**Stored data:**
------------------------------------------------------------
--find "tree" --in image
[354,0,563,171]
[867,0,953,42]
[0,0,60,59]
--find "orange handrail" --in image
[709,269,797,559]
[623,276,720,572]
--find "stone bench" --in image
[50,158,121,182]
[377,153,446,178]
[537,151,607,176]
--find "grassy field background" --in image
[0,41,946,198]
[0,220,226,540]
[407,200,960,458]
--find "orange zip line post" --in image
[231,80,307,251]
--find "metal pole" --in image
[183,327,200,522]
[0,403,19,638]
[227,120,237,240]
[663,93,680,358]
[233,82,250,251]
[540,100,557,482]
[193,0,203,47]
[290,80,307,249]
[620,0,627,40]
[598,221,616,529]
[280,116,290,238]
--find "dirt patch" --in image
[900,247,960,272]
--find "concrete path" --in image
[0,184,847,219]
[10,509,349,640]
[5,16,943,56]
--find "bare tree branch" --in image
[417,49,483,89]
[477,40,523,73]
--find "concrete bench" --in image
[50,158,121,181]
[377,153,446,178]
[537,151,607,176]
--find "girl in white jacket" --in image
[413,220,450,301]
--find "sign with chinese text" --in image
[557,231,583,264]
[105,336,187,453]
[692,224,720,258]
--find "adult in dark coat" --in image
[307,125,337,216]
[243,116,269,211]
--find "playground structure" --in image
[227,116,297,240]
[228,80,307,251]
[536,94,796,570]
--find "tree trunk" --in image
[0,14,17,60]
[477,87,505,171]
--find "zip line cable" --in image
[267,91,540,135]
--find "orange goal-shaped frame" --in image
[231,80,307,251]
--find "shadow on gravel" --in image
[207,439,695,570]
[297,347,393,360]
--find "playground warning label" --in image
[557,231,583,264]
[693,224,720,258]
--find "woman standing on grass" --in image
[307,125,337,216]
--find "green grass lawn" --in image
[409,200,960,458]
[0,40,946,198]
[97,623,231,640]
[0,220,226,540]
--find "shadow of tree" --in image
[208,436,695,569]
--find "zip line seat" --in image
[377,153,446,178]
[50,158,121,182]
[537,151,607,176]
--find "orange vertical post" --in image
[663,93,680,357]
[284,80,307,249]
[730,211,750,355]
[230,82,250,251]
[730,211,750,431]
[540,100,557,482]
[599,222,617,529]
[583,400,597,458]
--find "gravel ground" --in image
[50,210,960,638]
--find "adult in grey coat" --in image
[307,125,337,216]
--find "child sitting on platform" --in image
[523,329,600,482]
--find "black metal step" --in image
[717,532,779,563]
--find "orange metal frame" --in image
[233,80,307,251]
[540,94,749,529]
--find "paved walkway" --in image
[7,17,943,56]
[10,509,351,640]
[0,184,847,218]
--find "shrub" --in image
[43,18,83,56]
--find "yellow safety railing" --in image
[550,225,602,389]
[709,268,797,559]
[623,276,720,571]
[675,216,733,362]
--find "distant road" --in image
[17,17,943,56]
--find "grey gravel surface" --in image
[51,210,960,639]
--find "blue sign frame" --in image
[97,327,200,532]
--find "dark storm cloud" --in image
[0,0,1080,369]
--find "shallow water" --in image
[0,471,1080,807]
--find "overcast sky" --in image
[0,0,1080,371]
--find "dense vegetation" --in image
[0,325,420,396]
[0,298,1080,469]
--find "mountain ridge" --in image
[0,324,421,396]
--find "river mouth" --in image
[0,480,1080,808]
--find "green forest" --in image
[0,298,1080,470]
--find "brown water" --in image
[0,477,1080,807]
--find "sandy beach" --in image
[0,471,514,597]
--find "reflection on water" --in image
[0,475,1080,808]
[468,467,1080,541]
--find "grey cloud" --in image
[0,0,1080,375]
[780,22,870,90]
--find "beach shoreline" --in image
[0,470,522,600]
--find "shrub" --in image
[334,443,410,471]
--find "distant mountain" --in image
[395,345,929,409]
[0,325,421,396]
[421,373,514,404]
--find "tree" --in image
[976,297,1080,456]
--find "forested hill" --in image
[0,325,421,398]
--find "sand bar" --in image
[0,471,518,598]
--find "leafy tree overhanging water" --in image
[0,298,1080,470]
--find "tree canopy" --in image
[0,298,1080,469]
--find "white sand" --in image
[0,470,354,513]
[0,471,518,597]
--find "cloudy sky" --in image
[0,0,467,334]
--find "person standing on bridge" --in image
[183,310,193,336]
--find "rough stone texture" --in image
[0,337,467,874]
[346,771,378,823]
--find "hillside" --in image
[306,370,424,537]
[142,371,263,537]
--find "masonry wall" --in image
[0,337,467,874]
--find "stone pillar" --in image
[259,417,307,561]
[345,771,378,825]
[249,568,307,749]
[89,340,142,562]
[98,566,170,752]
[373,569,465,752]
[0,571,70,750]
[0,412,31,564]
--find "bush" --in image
------------------------------------------------------------
**Aim of the exercise:** Copy all of the lines above word for word, with nothing changed.

**Exercise solution:**
--find "tree" --in image
[354,0,563,171]
[867,0,953,42]
[0,0,60,59]
--find "orange handrail" --in image
[709,269,797,559]
[623,276,720,572]
--find "stone bench" --in image
[50,158,121,182]
[377,153,446,178]
[537,151,607,176]
--find "grassy field background" --in image
[0,41,946,198]
[0,220,226,540]
[407,200,960,458]
--find "orange zip line post" --in image
[231,80,307,251]
--find "metal pole" --in image
[183,327,200,522]
[0,403,19,638]
[227,120,237,240]
[663,93,680,358]
[233,82,250,251]
[540,100,557,482]
[193,0,203,47]
[290,80,307,249]
[620,0,627,40]
[598,221,616,529]
[280,116,290,238]
--find "dirt patch" --in image
[900,247,960,272]
--find "concrete path" --in image
[0,184,847,219]
[10,509,349,640]
[5,16,943,56]
--find "bare tree branch" --in image
[417,49,483,89]
[477,40,523,73]
--find "concrete bench" --in image
[50,158,121,181]
[377,153,446,178]
[537,151,607,176]
--find "girl in white jacket" --in image
[413,220,450,301]
--find "sign with chinese text" --in image
[557,231,583,264]
[105,336,187,453]
[692,224,720,258]
--find "adult in dark coat" --in image
[307,125,337,216]
[243,116,269,211]
--find "playground structure" --in image
[227,116,297,240]
[228,80,307,251]
[536,94,796,570]
--find "tree trunk" --in image
[0,14,17,60]
[477,87,505,171]
--find "zip line cable" --in image
[267,91,540,135]
--find "orange goal-shaped frame" --in image
[231,80,307,251]
--find "shadow on gravel" --in image
[207,439,695,570]
[297,347,393,360]
--find "playground warning label" --in image
[557,231,583,264]
[693,224,720,258]
--find "woman standing on grass" --in image
[307,125,337,216]
--find "green grass lawn" --in image
[409,200,960,458]
[0,40,946,198]
[97,623,231,640]
[0,220,226,540]
--find "shadow of tree" --in image
[208,436,695,569]
--find "zip line seat" --in image
[377,153,446,178]
[50,158,121,182]
[537,151,607,176]
--find "orange vertical post" --in image
[663,93,680,357]
[284,80,307,249]
[730,211,750,355]
[230,82,250,251]
[730,211,750,431]
[540,100,557,482]
[599,222,617,529]
[583,400,597,458]
--find "gravel ground" --in image
[50,210,960,638]
--find "adult in grey coat" --in image
[307,125,337,216]
--find "child sitting on platform" --in image
[523,329,600,482]
--find "black metal step" --in image
[717,532,779,563]
--find "orange metal frame" --in image
[233,80,307,251]
[540,94,749,529]
--find "paved walkway" --in image
[7,17,943,56]
[10,509,351,640]
[0,184,847,218]
--find "shrub" --in image
[43,18,83,56]
--find "yellow safety railing" --in image
[550,225,602,389]
[709,268,797,559]
[623,276,720,571]
[675,216,733,362]
--find "distant road" --in image
[17,17,943,56]
--find "grey gravel surface" --in image
[51,210,960,639]
--find "blue sign frame" --in image
[97,327,200,532]
--find "dark storm cloud" --in image
[0,0,1080,369]
--find "shallow water" --in image
[0,471,1080,807]
--find "overcast sky" --in image
[0,0,1080,371]
--find "dense vegetation" --in image
[0,325,420,396]
[0,298,1080,469]
--find "mountain ridge" --in image
[0,324,421,396]
--find "river mouth" --in image
[0,480,1080,808]
--find "green forest" --in image
[0,298,1080,470]
--find "brown water" --in image
[0,477,1080,807]
--find "sandy beach" --in image
[0,471,514,597]
--find "reflection on water" --in image
[0,475,1080,808]
[468,467,1080,541]
--find "grey cloud" --in image
[0,0,1080,375]
[780,22,870,90]
--find "beach shoreline" --in image
[0,470,522,600]
--find "shrub" --in image
[334,443,410,471]
--find "distant mountain" --in image
[395,345,929,409]
[0,325,421,396]
[421,373,514,404]
--find "tree" --in image
[976,297,1080,456]
--find "forested hill" --in image
[0,325,421,398]
--find "sand bar" --in image
[0,471,518,598]
--find "leafy tree overhanging water" --in image
[0,298,1080,470]
--find "tree canopy" --in image
[0,298,1080,469]
--find "white sand" --in image
[0,470,354,513]
[0,471,518,597]
--find "cloudy sky" --in image
[0,0,467,334]
--find "person standing on bridge" --in image
[183,310,193,336]
--find "rough stone texture" --in image
[0,337,467,874]
[346,771,378,823]
--find "hillside" --in image
[306,370,424,537]
[142,371,263,537]
--find "masonry wall" --in image
[0,337,467,874]
--find "stone pillar" --in image
[259,417,307,561]
[345,771,378,825]
[249,568,307,749]
[89,340,142,562]
[98,566,170,752]
[373,569,465,752]
[0,571,70,750]
[0,412,31,564]
--find "bush" --in image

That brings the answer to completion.